__EXERCISE GOAL__: Give back, unchanged, the line containing "Query: concrete wall" and every line after it up to the end of the listing.

__MATERIAL SUPPLIED__:
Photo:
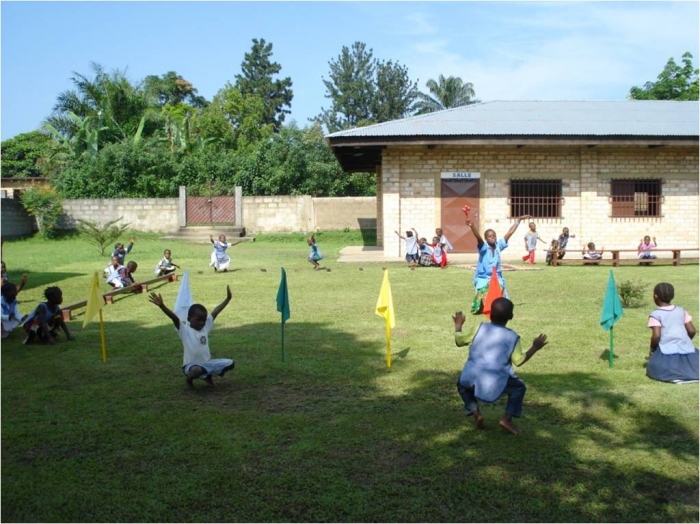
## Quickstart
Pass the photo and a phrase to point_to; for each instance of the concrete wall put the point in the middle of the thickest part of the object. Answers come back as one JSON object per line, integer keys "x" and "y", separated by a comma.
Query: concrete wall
{"x": 16, "y": 221}
{"x": 270, "y": 214}
{"x": 410, "y": 185}
{"x": 142, "y": 214}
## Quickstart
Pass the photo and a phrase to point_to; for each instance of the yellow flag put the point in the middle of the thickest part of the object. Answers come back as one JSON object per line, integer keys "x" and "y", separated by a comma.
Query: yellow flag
{"x": 385, "y": 304}
{"x": 95, "y": 301}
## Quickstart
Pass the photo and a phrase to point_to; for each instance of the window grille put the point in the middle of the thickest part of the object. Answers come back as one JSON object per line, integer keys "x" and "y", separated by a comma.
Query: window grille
{"x": 539, "y": 198}
{"x": 635, "y": 198}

__WRITTEN RESPONSE__:
Query: concrete wall
{"x": 16, "y": 221}
{"x": 270, "y": 214}
{"x": 410, "y": 185}
{"x": 142, "y": 214}
## Quickstart
Pass the photo and a phrase to point_to; for each instance of the yellow flag put the point in the middle of the thickest part of the object. Answers come back as one JSON object per line, integer keys "x" and "y", separated by a comma.
Query: yellow flag
{"x": 385, "y": 304}
{"x": 95, "y": 301}
## Quickstart
Pass the photo and a phrase to point_to; for each instance of the window grille put the point in the middle of the thickest part of the object. Answers come back as one JSON object per line, integer keys "x" and "y", separated by a comma.
Query: window grille
{"x": 539, "y": 198}
{"x": 635, "y": 198}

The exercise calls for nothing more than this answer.